▶ Information given:
☆ ☆ ☆ ☆ ☆ ☆ ☆

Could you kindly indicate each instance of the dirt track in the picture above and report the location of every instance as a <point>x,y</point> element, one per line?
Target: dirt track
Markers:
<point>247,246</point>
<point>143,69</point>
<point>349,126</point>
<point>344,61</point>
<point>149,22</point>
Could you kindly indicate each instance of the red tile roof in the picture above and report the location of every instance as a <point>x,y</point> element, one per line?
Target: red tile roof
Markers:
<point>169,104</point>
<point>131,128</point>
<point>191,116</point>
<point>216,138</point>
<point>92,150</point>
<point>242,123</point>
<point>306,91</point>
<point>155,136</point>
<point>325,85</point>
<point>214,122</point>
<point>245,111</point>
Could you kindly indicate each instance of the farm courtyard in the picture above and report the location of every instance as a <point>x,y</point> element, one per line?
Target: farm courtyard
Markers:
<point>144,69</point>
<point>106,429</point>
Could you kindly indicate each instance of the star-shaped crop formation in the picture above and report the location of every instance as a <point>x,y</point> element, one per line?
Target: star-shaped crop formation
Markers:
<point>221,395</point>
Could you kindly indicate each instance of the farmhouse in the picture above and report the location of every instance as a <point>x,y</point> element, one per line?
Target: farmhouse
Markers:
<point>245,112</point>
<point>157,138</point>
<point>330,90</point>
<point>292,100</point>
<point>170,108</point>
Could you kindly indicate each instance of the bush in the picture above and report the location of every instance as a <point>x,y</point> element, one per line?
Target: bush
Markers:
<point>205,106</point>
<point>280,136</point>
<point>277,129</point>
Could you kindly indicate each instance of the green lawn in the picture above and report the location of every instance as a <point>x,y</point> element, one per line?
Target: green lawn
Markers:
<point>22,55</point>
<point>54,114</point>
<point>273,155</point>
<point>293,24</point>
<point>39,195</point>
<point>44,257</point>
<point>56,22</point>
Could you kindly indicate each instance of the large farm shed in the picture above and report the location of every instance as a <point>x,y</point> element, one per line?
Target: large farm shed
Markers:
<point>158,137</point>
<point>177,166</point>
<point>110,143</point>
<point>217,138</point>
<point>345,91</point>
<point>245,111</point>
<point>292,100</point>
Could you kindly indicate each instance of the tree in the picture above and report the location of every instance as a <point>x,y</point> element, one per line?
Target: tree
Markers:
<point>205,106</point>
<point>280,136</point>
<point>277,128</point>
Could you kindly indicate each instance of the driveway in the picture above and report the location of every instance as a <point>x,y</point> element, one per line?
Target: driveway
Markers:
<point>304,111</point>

☆ ☆ ☆ ☆ ☆ ☆ ☆

▶ What the exercise asks: Rescale the rows from the start through the line containing "<point>170,108</point>": rewrite every one of those lines in full, multiplying each point coordinate in the answers by 1.75 and rounding to whole numbers with halves rounded up. Leave all other text as it is and give only those lines.

▶ Solution:
Could you kindly indicate each instance of the dirt track in the picture above and report the location of every instance as a <point>x,y</point> element, one per line?
Target: dirt track
Markers:
<point>432,431</point>
<point>250,121</point>
<point>611,221</point>
<point>602,107</point>
<point>261,39</point>
Could you kindly indicate each instance of the red tile roof in the picture above and report the location of every instance as a <point>x,y</point> element, one per line?
Target: red tile roof
Markers:
<point>296,182</point>
<point>229,224</point>
<point>334,203</point>
<point>378,242</point>
<point>161,263</point>
<point>424,215</point>
<point>536,159</point>
<point>271,238</point>
<point>569,149</point>
<point>375,214</point>
<point>429,194</point>
Could you kindly indicate each instance of the farm courtyard in the picture above and report the location of every instance as a <point>x,y</point> element, one per line?
Target: farm courtyard
Markers:
<point>252,121</point>
<point>186,751</point>
Could you kindly indicate each instance of the star-shaped crop formation in the picture above and report the location of every instance as a <point>x,y</point> element, one per line?
Target: star-shaped crop formation
Markers:
<point>387,691</point>
Could you kindly indicate each instance of the farmhouse in the picture above and report the location of every instance as a <point>x,y</point> element, one per line?
Target: farmhouse
Markers:
<point>429,196</point>
<point>275,242</point>
<point>578,158</point>
<point>511,175</point>
<point>298,189</point>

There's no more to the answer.